Some items:
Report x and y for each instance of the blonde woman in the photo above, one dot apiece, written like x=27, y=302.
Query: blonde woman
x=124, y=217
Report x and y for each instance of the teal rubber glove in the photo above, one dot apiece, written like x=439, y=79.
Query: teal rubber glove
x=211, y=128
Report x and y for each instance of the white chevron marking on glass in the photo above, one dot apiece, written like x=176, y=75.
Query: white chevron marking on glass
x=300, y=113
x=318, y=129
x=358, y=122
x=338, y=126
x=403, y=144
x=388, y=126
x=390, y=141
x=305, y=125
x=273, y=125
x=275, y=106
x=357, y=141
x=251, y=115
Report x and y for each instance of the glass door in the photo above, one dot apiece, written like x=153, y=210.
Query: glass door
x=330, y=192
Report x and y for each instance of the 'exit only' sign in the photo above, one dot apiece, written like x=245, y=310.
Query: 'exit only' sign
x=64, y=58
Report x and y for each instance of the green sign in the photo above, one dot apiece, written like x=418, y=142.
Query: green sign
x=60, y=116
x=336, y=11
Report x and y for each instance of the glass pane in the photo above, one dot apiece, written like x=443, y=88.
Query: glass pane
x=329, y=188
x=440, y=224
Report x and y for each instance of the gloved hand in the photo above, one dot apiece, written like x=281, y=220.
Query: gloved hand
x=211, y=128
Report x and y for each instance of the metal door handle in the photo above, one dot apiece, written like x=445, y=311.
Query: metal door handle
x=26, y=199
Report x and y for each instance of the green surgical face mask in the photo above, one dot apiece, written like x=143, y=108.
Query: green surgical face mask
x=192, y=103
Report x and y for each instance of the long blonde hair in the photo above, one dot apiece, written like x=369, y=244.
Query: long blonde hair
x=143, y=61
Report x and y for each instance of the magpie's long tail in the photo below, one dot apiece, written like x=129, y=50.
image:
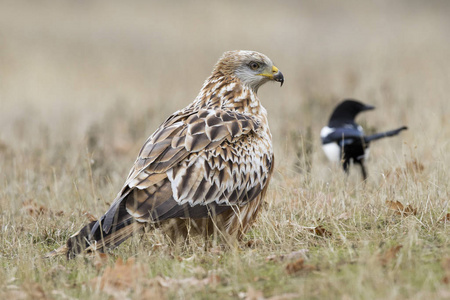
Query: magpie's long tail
x=377, y=136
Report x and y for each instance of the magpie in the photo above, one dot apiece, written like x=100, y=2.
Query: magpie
x=343, y=140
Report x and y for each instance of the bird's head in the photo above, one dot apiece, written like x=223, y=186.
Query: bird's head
x=253, y=69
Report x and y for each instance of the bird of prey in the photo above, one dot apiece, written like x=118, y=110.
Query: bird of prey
x=343, y=140
x=206, y=168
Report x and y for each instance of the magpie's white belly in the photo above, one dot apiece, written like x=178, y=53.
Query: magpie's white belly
x=332, y=151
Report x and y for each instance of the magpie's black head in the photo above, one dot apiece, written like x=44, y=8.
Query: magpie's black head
x=346, y=111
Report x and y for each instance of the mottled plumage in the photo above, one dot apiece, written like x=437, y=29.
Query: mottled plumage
x=208, y=165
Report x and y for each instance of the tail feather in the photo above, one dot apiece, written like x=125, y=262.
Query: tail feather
x=93, y=237
x=377, y=136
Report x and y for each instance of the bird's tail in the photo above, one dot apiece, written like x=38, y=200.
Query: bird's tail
x=89, y=240
x=377, y=136
x=93, y=238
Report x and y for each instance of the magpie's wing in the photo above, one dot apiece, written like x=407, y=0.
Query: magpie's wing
x=192, y=163
x=381, y=135
x=344, y=136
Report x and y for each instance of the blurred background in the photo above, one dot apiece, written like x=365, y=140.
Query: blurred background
x=93, y=79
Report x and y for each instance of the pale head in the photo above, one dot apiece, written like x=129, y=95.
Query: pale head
x=253, y=69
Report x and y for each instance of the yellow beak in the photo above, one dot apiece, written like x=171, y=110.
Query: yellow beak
x=275, y=74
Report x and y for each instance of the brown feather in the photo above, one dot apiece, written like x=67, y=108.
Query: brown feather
x=210, y=162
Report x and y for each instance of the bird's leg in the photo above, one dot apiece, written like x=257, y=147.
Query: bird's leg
x=363, y=170
x=346, y=165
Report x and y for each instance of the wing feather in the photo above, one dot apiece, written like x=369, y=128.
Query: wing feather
x=199, y=159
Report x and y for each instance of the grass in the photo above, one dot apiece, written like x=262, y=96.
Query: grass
x=83, y=86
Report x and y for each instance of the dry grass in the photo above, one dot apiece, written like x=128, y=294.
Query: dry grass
x=82, y=84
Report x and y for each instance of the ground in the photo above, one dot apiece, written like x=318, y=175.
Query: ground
x=83, y=84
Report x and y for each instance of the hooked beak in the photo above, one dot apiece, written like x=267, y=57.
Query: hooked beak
x=275, y=75
x=369, y=107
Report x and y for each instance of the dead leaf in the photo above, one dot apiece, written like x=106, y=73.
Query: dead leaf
x=89, y=216
x=344, y=216
x=398, y=208
x=320, y=231
x=414, y=166
x=168, y=282
x=34, y=291
x=389, y=255
x=446, y=218
x=446, y=266
x=297, y=266
x=251, y=294
x=31, y=208
x=287, y=296
x=290, y=256
x=254, y=243
x=57, y=252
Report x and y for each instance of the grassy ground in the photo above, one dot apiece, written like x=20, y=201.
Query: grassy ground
x=82, y=85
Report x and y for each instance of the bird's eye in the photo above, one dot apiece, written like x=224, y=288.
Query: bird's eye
x=253, y=65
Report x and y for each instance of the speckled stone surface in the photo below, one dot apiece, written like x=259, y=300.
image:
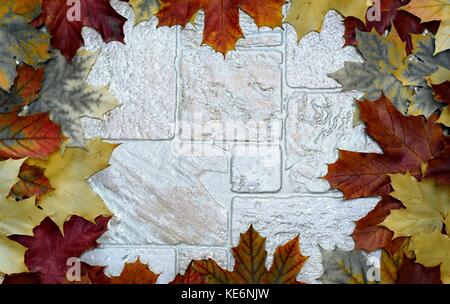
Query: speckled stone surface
x=181, y=185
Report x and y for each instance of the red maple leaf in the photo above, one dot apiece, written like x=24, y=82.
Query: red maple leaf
x=49, y=250
x=65, y=28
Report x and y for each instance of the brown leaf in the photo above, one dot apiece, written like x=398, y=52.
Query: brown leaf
x=33, y=182
x=250, y=258
x=135, y=273
x=369, y=236
x=407, y=143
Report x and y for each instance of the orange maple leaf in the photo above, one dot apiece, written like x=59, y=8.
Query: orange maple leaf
x=250, y=258
x=408, y=142
x=135, y=273
x=222, y=29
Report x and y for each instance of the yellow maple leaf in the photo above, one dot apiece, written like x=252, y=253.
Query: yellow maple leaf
x=433, y=249
x=15, y=218
x=307, y=15
x=429, y=10
x=144, y=9
x=426, y=206
x=68, y=174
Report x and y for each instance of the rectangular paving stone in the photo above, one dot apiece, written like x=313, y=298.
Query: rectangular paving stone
x=318, y=220
x=192, y=36
x=187, y=254
x=256, y=168
x=141, y=74
x=158, y=196
x=317, y=125
x=159, y=260
x=237, y=98
x=309, y=61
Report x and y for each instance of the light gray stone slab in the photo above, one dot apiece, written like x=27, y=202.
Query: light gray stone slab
x=317, y=126
x=160, y=260
x=256, y=168
x=237, y=98
x=318, y=220
x=317, y=54
x=265, y=37
x=141, y=74
x=186, y=255
x=157, y=196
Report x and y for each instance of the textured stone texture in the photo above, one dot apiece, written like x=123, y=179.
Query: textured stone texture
x=186, y=255
x=238, y=98
x=180, y=186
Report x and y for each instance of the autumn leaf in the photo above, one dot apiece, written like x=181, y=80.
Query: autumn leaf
x=144, y=9
x=135, y=273
x=344, y=267
x=374, y=76
x=426, y=206
x=441, y=92
x=20, y=41
x=65, y=29
x=399, y=269
x=67, y=96
x=190, y=276
x=250, y=257
x=32, y=182
x=391, y=18
x=307, y=16
x=423, y=63
x=24, y=91
x=68, y=174
x=428, y=10
x=407, y=143
x=433, y=249
x=15, y=218
x=439, y=167
x=222, y=29
x=28, y=136
x=48, y=249
x=369, y=236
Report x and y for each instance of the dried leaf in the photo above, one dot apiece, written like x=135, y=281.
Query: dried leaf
x=428, y=10
x=24, y=91
x=307, y=16
x=369, y=236
x=144, y=9
x=426, y=204
x=250, y=257
x=344, y=267
x=439, y=167
x=33, y=182
x=28, y=136
x=222, y=29
x=374, y=76
x=68, y=174
x=135, y=273
x=432, y=250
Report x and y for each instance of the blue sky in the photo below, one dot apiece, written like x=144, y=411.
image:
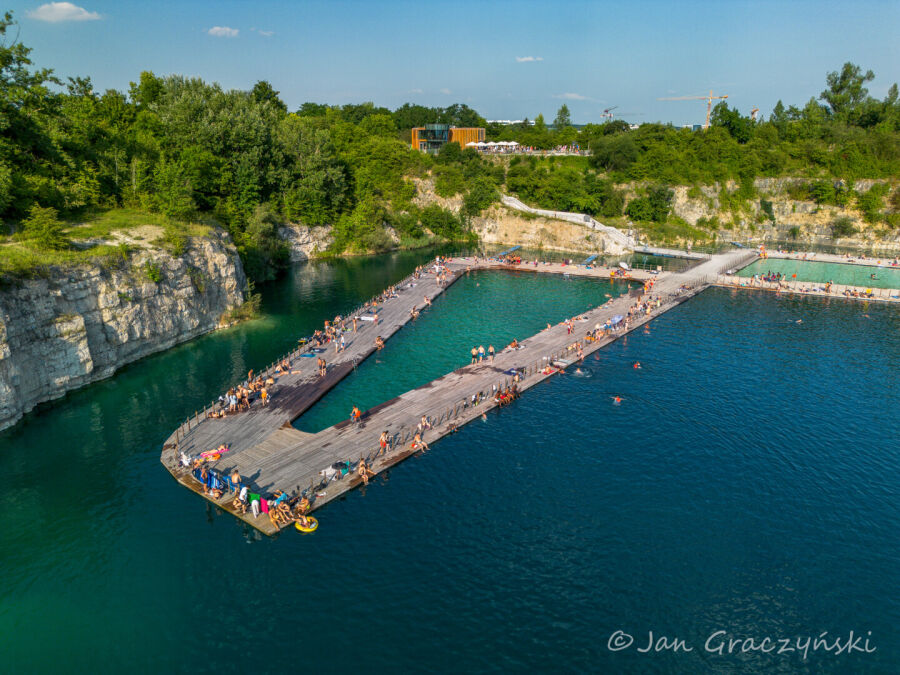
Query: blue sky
x=589, y=55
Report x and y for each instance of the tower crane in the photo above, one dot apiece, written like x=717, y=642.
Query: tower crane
x=709, y=99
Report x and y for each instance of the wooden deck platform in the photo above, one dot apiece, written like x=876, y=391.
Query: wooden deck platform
x=270, y=454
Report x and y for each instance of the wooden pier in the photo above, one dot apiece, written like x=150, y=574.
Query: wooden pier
x=270, y=454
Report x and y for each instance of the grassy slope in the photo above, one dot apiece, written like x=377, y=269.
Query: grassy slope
x=102, y=237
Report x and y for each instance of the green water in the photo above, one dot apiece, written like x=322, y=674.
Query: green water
x=482, y=308
x=848, y=275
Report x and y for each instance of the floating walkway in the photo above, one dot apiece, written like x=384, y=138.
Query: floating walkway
x=270, y=454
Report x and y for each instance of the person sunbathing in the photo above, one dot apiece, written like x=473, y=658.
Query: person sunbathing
x=303, y=506
x=364, y=471
x=283, y=513
x=239, y=505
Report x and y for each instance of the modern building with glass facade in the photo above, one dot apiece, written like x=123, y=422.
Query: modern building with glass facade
x=432, y=137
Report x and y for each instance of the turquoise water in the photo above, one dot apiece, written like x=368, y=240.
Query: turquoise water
x=482, y=308
x=849, y=275
x=748, y=482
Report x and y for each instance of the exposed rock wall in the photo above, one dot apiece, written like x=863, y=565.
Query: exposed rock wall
x=502, y=225
x=803, y=221
x=305, y=242
x=80, y=325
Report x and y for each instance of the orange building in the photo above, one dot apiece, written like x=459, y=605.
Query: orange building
x=432, y=137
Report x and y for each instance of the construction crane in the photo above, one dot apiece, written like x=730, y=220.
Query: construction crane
x=709, y=100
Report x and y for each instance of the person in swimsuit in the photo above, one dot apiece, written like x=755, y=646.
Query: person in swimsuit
x=364, y=471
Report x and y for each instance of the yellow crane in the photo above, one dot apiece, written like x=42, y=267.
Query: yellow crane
x=709, y=100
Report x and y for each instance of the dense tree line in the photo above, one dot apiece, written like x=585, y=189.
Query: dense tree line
x=842, y=136
x=188, y=149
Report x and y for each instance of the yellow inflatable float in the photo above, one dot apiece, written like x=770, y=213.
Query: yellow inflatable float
x=312, y=524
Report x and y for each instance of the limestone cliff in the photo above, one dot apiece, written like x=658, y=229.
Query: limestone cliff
x=79, y=325
x=305, y=242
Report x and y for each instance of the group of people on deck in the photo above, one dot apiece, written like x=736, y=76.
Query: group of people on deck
x=241, y=398
x=279, y=506
x=479, y=354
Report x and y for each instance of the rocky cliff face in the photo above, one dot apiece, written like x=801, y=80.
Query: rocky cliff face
x=80, y=325
x=800, y=220
x=305, y=242
x=501, y=225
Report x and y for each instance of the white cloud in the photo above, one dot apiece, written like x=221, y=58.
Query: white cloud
x=57, y=12
x=223, y=31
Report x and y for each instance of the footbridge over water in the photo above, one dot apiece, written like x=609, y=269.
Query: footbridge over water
x=270, y=454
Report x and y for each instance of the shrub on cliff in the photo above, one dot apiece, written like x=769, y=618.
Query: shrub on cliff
x=842, y=227
x=45, y=229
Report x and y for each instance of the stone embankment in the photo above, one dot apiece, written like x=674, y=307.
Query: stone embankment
x=79, y=325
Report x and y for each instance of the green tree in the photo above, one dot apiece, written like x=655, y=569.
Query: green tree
x=614, y=153
x=263, y=92
x=739, y=127
x=845, y=88
x=44, y=227
x=563, y=118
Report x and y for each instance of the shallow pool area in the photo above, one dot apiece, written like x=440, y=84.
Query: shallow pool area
x=483, y=308
x=822, y=272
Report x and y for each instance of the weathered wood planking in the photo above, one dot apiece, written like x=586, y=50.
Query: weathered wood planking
x=281, y=457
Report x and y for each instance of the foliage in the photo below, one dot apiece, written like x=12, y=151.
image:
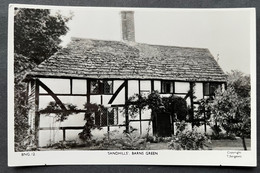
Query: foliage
x=37, y=33
x=177, y=106
x=129, y=141
x=21, y=107
x=60, y=115
x=188, y=139
x=231, y=107
x=240, y=83
x=36, y=37
x=90, y=125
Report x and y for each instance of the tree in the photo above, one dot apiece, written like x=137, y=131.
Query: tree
x=37, y=33
x=36, y=37
x=231, y=107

## What is asked
Rewrite the stretch from the line containing "Report x and y for each instance of the stone" through the end of the items, changing "shallow pool area" to "shallow pond" and keeping everything else the same. Leave the pictures out of your answer.

## Response below
Report x and y for each instance of the stone embankment in the photo above, one dot apiece, written like x=674, y=307.
Query: stone embankment
x=79, y=325
Report x and y for each instance of the green tree in the photo above, one dot apiece, written like x=655, y=569.
Query: green tree
x=614, y=153
x=263, y=92
x=739, y=127
x=845, y=88
x=44, y=227
x=563, y=118
Report x and y for each instance of the shallow pond in the photo above, one dot apiece, written like x=440, y=84.
Query: shallow pond
x=483, y=308
x=822, y=272
Report x and y for each instance of the weathered wood planking in the photo above, one dot apiece, written like x=586, y=50.
Query: weathered wood planking
x=281, y=457
Report x and y for each instance of the foliage in the photo below, one dot apiece, written like x=12, y=151.
image:
Query: foliage
x=37, y=33
x=177, y=106
x=129, y=141
x=21, y=107
x=60, y=115
x=188, y=139
x=231, y=107
x=240, y=83
x=36, y=37
x=90, y=125
Report x and y for each instance of the tree in the photo above, one dot apiece, written like x=137, y=131.
Query: tree
x=37, y=33
x=36, y=37
x=231, y=107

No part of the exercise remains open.